(Stored data)
=======
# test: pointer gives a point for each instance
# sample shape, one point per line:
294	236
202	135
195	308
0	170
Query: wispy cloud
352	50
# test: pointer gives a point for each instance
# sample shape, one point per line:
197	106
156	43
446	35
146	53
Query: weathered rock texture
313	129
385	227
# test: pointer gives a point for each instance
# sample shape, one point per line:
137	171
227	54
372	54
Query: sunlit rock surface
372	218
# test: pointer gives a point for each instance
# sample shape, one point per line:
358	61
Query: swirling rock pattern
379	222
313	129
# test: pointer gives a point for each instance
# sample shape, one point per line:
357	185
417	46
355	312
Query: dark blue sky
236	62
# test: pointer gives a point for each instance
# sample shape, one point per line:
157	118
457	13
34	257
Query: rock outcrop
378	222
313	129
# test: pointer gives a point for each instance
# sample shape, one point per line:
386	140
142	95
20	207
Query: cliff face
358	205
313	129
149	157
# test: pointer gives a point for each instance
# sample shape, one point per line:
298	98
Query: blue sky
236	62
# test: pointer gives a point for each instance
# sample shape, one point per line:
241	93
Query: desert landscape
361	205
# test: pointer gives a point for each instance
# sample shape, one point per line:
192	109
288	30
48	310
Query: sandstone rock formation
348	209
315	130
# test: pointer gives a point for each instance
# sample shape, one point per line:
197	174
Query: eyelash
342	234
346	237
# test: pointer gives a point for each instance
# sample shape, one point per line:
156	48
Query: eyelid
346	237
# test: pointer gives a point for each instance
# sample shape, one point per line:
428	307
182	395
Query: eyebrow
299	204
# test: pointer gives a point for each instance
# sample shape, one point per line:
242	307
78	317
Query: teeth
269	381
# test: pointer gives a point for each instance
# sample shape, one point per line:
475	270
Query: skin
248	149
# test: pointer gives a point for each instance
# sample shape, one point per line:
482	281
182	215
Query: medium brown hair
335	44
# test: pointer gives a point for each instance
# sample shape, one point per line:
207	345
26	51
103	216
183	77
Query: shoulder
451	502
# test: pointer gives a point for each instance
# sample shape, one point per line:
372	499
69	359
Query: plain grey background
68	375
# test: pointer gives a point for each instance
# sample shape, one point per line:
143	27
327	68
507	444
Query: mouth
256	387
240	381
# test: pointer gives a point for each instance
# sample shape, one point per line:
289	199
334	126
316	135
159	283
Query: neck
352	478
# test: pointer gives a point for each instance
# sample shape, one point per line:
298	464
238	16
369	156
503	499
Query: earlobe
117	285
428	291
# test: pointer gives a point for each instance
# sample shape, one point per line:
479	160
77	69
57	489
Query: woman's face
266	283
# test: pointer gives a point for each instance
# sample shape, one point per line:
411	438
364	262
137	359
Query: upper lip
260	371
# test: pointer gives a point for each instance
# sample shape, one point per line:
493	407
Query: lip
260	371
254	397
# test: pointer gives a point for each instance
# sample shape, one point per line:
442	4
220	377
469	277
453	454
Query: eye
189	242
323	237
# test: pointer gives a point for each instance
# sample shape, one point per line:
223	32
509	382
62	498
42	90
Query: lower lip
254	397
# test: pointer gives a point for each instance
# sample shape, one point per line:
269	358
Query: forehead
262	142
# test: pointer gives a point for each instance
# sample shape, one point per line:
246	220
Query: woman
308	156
=======
Your instructions: Reproduce all the records precisely.

Full output:
# test: pointer gives a point for each instance
# sample shape, one point per line:
294	236
202	135
195	308
0	170
Query: wispy cloud
352	50
# test: pointer gives a point for each instance
# sample shape, one point per line:
197	106
156	43
446	35
146	53
Query: weathered rock texture
313	129
385	227
# test: pointer gives a point for each instance
# sample shape, one point per line:
137	171
227	54
372	54
Query: sunlit rock surface
372	218
# test: pointer gives a point for each instance
# sample shape, one point per line:
358	61
Query: swirling rock pattern
379	222
313	129
# test: pointer gives a point for each instance
# sample shape, one point per line:
357	185
417	46
355	312
Query: dark blue sky
236	62
# test: pointer gives a point for each instance
# sample shape, one point per line:
157	118
457	13
34	257
Query: rock outcrop
378	222
313	129
# test: pointer gives a point for each instance
# sample shape, one point per line:
386	140
142	95
20	207
Query: cliff face
358	205
313	129
149	157
# test: pointer gives a point for each instance
# sample shape, one point per line:
298	98
Query: blue sky
236	62
# test: pointer gives a point for each instance
# sample shape, one point per line:
241	93
Query: desert landscape
361	205
# test: pointer gives a point for each instance
# sample shape, one point per line:
192	109
288	30
48	310
Query: sandstone rock formation
348	209
315	130
# test: pointer gives a point for each instance
# sample shape, one point per line:
197	174
Query: eyelash
342	234
346	237
# test: pointer gives a point for each instance
# sample shape, one point per line:
156	48
Query: eyelid
346	237
# test: pointer gives a point for each instance
# sample shape, one point per line:
428	307
182	395
Query: eyebrow
299	204
# test: pointer gives a point for each instance
# sample shape, one point per line:
242	307
78	317
Query: teeth
269	381
# test: pointer gives a point for each instance
# sample shape, one point per line:
475	270
Query: skin
248	149
# test: pointer gives a point for each instance
# sample shape, one point per line:
482	281
182	215
Query: medium brown hair
335	44
# test: pointer gives a point for each instance
# sample shape, one point per line:
207	345
26	51
103	216
183	77
Query: shoulder
451	502
# test: pointer gives a point for each instance
# sample shape, one point per line:
372	499
69	359
Query: plain grey background
68	375
# test: pointer gives a point for each instance
# sample shape, one point per line:
143	27
327	68
507	444
Query: mouth
256	387
240	381
# test: pointer gives a point for each instance
# sample shape, one point per line:
289	199
334	126
316	135
159	283
Query: neck
352	478
# test: pointer gives a point for each instance
# sample shape, one point per line:
298	464
238	16
369	156
503	499
Query: earlobe
117	285
428	291
# test: pointer gives a point for each instance
# sample shape, one point per line:
479	160
77	69
57	489
Query: woman's face
266	283
# test: pointer gives a point for each instance
# sample shape, one point per line:
411	438
364	262
137	359
Query: upper lip
260	371
# test: pointer gives a point for each instance
# sample shape, one point per line:
493	407
Query: lip
260	371
254	397
# test: pointer gives a point for each instance
# sample shape, one point per line:
442	4
220	377
469	277
453	454
Query: eye
189	242
323	237
# test: pointer gives a point for each instance
# sample shape, one point per line:
223	32
509	382
62	498
42	90
Query: lower lip
254	397
# test: pointer gives a point for each instance
# sample shape, one point per line:
269	358
Query: forehead
262	142
# test: pointer gives a point for each instance
# sample shape, one point per line:
246	220
Query: woman
308	156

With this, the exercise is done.